Dataset entries:
**********

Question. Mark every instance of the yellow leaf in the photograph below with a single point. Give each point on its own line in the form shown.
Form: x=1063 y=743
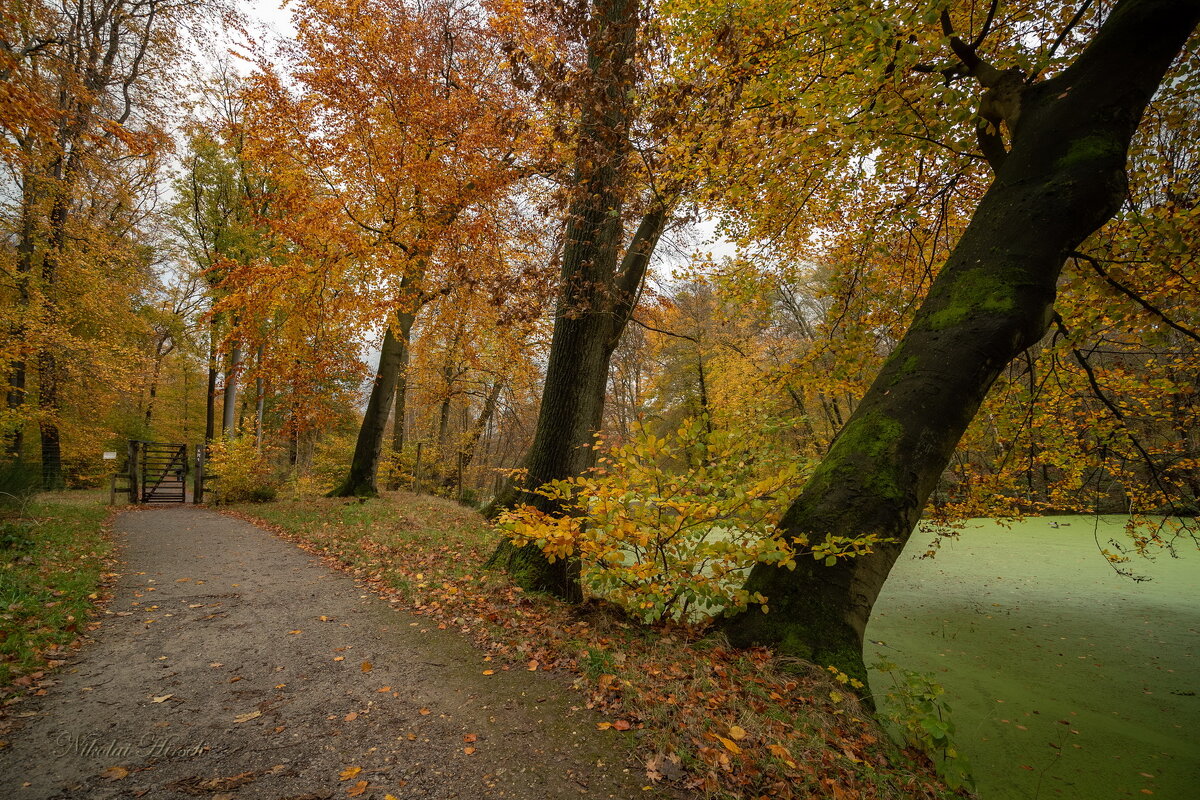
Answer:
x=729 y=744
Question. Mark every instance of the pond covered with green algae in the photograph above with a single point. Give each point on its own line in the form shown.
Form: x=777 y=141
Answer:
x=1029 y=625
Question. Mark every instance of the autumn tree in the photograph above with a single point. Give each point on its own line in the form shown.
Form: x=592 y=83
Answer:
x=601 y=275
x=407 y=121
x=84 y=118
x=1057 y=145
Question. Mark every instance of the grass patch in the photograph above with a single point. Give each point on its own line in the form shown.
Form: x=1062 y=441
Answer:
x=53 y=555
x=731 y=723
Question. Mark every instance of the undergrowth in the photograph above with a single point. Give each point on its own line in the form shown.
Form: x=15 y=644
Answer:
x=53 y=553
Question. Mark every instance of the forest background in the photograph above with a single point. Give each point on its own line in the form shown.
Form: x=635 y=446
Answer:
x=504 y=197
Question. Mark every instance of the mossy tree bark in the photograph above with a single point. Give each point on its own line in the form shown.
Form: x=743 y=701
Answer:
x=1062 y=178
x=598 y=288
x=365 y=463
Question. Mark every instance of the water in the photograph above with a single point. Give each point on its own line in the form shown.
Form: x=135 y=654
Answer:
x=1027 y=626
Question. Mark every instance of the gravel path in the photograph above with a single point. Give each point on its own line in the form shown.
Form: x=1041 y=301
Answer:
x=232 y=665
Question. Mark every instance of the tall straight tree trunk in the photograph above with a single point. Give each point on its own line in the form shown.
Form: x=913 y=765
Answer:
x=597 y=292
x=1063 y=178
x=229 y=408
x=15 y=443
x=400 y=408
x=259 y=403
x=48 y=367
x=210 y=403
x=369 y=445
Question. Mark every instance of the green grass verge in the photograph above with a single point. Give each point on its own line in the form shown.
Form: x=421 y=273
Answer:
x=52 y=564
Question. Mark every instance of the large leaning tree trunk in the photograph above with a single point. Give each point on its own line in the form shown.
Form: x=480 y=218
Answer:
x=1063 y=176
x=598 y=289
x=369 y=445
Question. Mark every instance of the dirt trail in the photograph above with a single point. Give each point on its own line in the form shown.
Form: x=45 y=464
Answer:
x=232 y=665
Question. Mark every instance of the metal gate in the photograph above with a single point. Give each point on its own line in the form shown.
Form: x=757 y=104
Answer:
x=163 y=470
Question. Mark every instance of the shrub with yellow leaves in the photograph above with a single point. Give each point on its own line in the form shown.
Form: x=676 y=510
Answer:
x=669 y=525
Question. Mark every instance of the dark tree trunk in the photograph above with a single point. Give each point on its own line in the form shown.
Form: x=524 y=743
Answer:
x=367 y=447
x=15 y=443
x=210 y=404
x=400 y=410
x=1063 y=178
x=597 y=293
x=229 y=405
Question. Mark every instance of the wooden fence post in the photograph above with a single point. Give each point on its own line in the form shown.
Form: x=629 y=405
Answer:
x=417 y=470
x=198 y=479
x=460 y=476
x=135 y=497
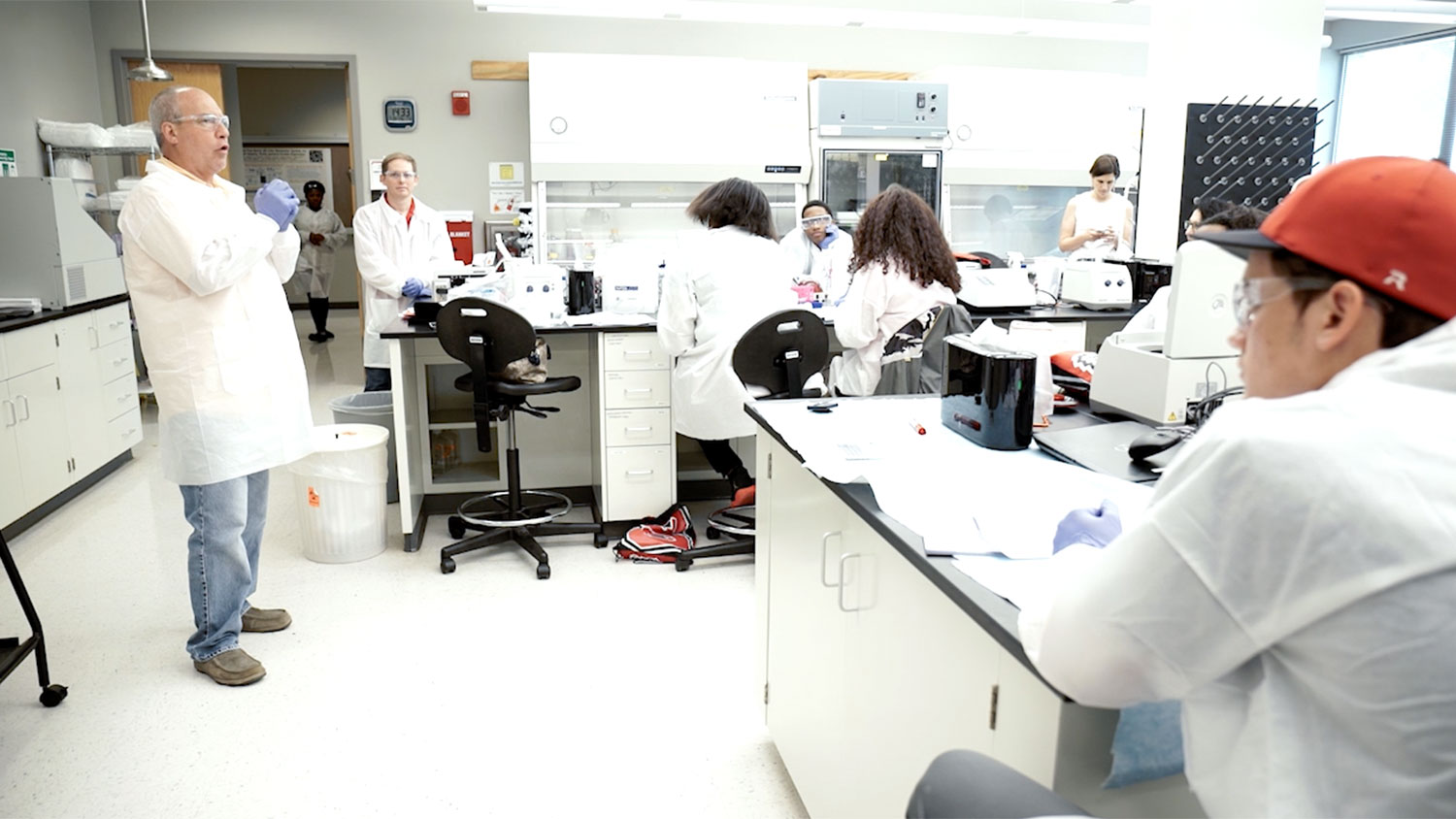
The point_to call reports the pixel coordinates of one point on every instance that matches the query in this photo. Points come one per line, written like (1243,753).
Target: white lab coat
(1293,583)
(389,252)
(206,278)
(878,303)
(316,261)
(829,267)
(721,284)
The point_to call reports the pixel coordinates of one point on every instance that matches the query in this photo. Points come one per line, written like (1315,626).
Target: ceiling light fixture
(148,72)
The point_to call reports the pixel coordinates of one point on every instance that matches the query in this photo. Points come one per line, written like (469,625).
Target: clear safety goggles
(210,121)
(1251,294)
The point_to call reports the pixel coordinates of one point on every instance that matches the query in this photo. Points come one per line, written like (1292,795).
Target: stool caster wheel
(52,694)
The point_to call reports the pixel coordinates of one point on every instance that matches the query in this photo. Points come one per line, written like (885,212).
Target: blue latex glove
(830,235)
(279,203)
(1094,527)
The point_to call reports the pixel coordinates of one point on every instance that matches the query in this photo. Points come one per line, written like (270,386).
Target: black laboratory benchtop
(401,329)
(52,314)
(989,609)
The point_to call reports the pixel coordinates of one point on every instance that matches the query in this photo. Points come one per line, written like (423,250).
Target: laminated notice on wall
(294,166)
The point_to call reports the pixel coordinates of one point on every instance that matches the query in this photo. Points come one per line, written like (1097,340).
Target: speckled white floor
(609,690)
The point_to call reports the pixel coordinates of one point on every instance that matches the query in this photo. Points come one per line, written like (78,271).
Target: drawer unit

**********

Only the lines above starting with the one with "Form: x=15 y=644" and going through the one with "Question. Mark every instance of the dark" are to be copied, word for word and with both ends kept.

Answer area:
Form: x=15 y=644
Answer:
x=53 y=553
Question. Mark every instance of the forest background in the photograph above with a single point. Give each point on its own line in the form shown.
Form: x=635 y=446
Answer:
x=504 y=197
Question. Mark every instance of the mossy tree bark in the photograph above with a single point. Give each point on its own line in the form shown.
Form: x=743 y=701
Answer:
x=1062 y=178
x=598 y=288
x=365 y=463
Question. Mark every instance of the water in the photograph above with a single point. Give each point on its own line in the form shown.
Form: x=135 y=654
Answer:
x=1027 y=626
Question. Mark every instance of the gravel path in the photograph above with a single point. Give each point on its own line in the form shown.
Form: x=1041 y=301
Answer:
x=232 y=665
Question. Mark every instance of the tall straight tree trunk in the photograph above with a single point. Give each point on its own line in the form shown.
Form: x=913 y=765
Answer:
x=597 y=292
x=1063 y=178
x=229 y=408
x=15 y=443
x=400 y=408
x=259 y=403
x=48 y=367
x=210 y=403
x=369 y=445
Question. Mark every instance of the green grass verge in the photograph above with a single point. Give each point on its own line in the form shown.
Form: x=421 y=273
Answer:
x=52 y=564
Question. Mark every instance of the large leaning tree trunk in the photograph above with a single point. Give each point on its own line in the form shown.
Form: x=480 y=218
Answer:
x=1063 y=176
x=598 y=289
x=369 y=445
Question. Mark every instance of the dirt trail in the photograph above with a single point. Give each point on its own line in the form shown.
Form: x=45 y=464
Answer:
x=232 y=665
Question. Mark every instance of the metal gate in the photograph above with a single point. Give each point on its own line in the form shown.
Form: x=757 y=104
Answer:
x=163 y=470
Question. Mark every instance of the shrub with yellow leaves in the photograph above with a single point. Give each point on its own line in the form shown.
Form: x=676 y=510
Answer:
x=669 y=525
Question. Mark every instance of the dark tree trunk in the photograph above with a single point. Give each point on its own line in the form shown.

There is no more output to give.